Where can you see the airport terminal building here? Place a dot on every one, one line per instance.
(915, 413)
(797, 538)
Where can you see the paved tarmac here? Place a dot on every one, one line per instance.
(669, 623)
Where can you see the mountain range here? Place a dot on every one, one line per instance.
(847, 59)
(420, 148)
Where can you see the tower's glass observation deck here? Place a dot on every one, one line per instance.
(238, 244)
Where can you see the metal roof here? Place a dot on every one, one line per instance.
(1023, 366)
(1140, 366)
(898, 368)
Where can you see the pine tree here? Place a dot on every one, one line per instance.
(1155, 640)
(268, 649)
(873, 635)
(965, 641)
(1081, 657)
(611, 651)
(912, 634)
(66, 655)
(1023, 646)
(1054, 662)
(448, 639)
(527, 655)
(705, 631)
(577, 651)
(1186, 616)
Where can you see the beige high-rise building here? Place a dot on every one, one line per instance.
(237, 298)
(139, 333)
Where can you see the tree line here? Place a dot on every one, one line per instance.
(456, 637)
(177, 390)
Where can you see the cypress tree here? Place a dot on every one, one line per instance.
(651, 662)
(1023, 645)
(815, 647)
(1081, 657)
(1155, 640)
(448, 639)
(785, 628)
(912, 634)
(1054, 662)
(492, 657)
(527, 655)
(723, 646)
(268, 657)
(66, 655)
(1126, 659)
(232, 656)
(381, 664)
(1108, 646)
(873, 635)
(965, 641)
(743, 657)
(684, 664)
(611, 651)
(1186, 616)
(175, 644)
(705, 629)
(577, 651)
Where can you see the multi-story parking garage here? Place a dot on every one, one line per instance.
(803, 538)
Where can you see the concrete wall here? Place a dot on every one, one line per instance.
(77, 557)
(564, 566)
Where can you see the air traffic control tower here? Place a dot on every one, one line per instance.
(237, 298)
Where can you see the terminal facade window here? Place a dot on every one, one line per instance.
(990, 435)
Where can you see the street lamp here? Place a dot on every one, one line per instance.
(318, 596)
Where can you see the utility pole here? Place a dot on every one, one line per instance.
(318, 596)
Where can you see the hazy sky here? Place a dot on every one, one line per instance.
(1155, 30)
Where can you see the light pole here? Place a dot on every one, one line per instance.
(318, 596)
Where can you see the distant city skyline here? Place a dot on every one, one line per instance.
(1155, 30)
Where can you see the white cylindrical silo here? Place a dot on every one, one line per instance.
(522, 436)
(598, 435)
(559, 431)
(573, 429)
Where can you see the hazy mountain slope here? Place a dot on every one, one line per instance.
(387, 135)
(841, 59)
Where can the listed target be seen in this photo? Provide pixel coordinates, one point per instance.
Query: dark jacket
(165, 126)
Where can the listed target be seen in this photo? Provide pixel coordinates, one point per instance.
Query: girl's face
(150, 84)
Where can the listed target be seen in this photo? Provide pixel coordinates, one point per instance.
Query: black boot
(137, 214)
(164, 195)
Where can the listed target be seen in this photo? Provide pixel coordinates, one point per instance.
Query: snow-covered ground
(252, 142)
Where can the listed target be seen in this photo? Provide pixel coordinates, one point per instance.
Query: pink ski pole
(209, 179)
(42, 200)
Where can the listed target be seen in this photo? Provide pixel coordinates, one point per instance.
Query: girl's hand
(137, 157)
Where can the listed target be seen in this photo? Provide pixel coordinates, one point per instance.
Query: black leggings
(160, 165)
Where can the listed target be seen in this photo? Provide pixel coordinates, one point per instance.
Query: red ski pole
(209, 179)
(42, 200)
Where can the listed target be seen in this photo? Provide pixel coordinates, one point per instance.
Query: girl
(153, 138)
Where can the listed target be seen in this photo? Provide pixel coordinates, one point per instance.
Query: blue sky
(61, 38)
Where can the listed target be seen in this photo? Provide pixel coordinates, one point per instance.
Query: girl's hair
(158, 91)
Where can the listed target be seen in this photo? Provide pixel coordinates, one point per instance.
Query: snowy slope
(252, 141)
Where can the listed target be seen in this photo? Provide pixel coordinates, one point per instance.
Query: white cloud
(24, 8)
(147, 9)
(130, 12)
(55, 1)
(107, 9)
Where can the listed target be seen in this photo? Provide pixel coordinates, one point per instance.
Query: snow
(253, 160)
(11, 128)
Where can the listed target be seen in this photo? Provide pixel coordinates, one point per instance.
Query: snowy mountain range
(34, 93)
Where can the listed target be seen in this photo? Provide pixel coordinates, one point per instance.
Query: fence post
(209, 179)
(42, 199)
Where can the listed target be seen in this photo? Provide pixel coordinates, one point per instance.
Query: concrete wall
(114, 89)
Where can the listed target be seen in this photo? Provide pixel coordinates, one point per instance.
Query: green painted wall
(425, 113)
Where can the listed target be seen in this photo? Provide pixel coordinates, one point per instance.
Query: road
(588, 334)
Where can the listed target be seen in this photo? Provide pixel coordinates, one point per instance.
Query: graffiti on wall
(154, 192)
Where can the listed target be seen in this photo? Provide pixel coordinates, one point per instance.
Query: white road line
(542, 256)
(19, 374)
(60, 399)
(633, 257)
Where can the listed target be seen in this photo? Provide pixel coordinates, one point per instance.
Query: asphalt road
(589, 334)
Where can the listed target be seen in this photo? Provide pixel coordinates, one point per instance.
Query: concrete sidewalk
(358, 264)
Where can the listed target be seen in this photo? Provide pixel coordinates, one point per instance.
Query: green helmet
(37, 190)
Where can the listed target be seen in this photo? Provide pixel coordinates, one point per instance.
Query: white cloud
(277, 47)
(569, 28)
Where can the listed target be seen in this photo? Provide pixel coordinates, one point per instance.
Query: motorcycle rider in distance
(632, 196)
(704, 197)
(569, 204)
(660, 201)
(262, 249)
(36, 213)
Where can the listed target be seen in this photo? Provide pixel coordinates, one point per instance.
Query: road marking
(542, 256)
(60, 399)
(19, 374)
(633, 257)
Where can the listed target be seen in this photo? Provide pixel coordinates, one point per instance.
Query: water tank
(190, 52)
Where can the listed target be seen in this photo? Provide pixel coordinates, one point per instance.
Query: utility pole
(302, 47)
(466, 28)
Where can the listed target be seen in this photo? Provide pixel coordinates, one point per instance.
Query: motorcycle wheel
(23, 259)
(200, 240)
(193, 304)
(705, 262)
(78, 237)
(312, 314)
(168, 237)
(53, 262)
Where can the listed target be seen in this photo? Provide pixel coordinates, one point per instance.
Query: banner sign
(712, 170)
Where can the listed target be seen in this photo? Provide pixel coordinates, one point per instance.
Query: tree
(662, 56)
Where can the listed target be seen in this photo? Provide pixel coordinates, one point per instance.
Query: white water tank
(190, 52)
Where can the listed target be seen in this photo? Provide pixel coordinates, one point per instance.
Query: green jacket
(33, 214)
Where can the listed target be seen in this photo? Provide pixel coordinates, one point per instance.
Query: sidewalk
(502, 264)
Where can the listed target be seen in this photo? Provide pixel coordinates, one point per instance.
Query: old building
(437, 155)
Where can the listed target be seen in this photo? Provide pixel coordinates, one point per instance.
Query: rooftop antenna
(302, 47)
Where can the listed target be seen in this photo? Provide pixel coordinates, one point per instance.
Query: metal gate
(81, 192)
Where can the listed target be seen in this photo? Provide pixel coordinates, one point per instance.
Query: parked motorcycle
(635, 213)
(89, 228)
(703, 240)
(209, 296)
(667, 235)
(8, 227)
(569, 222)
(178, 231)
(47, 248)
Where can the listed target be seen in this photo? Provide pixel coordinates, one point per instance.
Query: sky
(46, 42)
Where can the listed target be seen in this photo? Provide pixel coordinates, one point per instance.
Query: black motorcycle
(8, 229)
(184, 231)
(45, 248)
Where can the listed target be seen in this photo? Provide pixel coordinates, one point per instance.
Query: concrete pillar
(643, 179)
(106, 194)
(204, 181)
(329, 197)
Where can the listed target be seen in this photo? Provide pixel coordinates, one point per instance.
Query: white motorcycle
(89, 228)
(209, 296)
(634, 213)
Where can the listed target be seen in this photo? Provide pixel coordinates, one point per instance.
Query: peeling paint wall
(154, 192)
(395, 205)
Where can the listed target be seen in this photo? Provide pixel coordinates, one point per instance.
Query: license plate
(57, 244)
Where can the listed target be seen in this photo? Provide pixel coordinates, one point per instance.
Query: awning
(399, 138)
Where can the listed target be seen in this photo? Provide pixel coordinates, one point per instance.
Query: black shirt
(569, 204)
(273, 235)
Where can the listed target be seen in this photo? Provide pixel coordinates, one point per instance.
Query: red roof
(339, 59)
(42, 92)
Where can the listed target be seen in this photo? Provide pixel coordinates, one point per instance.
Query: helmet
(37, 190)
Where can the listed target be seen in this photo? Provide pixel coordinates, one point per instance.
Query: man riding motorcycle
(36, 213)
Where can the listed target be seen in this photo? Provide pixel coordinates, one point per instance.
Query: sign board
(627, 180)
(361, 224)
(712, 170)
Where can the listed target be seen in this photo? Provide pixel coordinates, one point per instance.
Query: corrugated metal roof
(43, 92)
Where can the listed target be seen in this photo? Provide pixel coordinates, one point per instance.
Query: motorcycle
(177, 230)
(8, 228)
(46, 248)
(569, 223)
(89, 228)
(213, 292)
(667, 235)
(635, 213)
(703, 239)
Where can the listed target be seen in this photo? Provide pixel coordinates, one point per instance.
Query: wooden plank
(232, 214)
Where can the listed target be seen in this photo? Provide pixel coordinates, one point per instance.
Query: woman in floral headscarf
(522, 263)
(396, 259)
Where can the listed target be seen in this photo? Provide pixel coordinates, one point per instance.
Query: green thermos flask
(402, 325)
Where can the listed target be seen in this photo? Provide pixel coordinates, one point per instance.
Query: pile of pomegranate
+ + +
Your instructions :: All lines from the one containing "Query: license plate" through the end of the data, and no others, are to be given again word for word.

Result for this task ::
Query: license plate
(57, 244)
Where can the listed target be seen in this photo? Provide pixel coordinates, one point per instance.
Query: awning
(399, 138)
Where can the listed target be seen in this photo? Provide pixel coordinates, one point per instance.
Query: black shirt
(569, 204)
(273, 235)
Where can the listed target be seen in this photo? Provide pixel coordinates, one point per instance.
Query: red roof
(339, 59)
(42, 92)
Where can the listed target be seen in this photo? Provide pixel coordinates, one point per instance.
Query: helmet
(37, 190)
Where can the listed target be seen in this photo? Provide pixel coordinates, one point per instance.
Query: man riding motorcycle
(36, 213)
Where can the listed target be seen in this photo? Provide pixel coordinates, one point per instance.
Query: sign board
(627, 180)
(361, 224)
(712, 170)
Where can the listed target be seen in this photo? Provide pixel coordinates, one point per instance.
Query: corrugated metal roof
(43, 92)
Where can the listed target be seen in this photo? Provide pixel coordinates, one point per instance.
Query: motorcycle
(177, 230)
(8, 228)
(46, 248)
(569, 223)
(89, 228)
(213, 292)
(667, 235)
(635, 213)
(703, 239)
Where can the listed target be seen in this photo? Provide pixel coordinates, one point per instance.
Query: wooden plank
(232, 214)
Where can the listed target be seen in this photo? Provide pixel coordinates, one point per instance.
Query: woman in floral headscarf
(522, 263)
(396, 259)
Where can the listed target be seen in this photo? Provide pixel coordinates, one point per instance.
Query: green thermos flask
(402, 325)
Where can the listed target be seen in this photo? Provide pixel coordinates, one point per instance.
Query: pile of pomegranate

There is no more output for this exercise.